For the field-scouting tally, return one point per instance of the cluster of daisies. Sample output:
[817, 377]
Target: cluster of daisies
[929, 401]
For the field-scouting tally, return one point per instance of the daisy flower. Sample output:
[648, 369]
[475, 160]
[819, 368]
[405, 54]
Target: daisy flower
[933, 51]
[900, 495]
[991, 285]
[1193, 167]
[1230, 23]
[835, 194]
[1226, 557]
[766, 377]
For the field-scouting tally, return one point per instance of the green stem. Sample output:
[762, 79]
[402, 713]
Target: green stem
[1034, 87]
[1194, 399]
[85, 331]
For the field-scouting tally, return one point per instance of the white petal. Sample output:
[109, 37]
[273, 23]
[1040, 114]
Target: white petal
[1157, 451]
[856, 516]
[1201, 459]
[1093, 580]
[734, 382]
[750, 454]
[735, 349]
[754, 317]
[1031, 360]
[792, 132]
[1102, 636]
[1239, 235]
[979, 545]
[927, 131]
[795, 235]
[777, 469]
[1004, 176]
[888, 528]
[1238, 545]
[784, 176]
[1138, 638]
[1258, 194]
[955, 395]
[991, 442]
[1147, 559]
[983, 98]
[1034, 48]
────────────────────────────────────────
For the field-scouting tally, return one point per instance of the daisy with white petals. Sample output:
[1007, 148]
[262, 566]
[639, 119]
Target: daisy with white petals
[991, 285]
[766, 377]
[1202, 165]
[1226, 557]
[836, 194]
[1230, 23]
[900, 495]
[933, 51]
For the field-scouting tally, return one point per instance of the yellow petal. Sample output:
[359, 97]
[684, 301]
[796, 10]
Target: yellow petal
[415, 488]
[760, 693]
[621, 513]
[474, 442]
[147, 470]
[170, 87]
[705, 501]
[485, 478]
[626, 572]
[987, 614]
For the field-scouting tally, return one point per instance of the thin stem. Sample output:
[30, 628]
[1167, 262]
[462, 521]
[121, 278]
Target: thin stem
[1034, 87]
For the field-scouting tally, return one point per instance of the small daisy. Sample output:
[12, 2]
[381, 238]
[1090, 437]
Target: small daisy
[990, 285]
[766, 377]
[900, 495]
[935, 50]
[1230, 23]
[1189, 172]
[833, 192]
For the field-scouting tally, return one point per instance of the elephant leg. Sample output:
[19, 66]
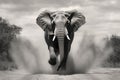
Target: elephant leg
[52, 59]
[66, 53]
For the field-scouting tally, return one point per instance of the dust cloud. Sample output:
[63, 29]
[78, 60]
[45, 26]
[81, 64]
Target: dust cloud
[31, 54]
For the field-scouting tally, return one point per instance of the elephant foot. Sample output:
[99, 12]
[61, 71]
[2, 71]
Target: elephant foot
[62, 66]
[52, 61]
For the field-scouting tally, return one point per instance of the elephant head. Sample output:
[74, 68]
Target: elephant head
────────────────────────────────────────
Work instructions:
Scan the listing and report each line where the word "head" shows up.

Problem solution:
For the field-scouting tally, return one point per instance of the elephant head. Sample output:
Target: elephant head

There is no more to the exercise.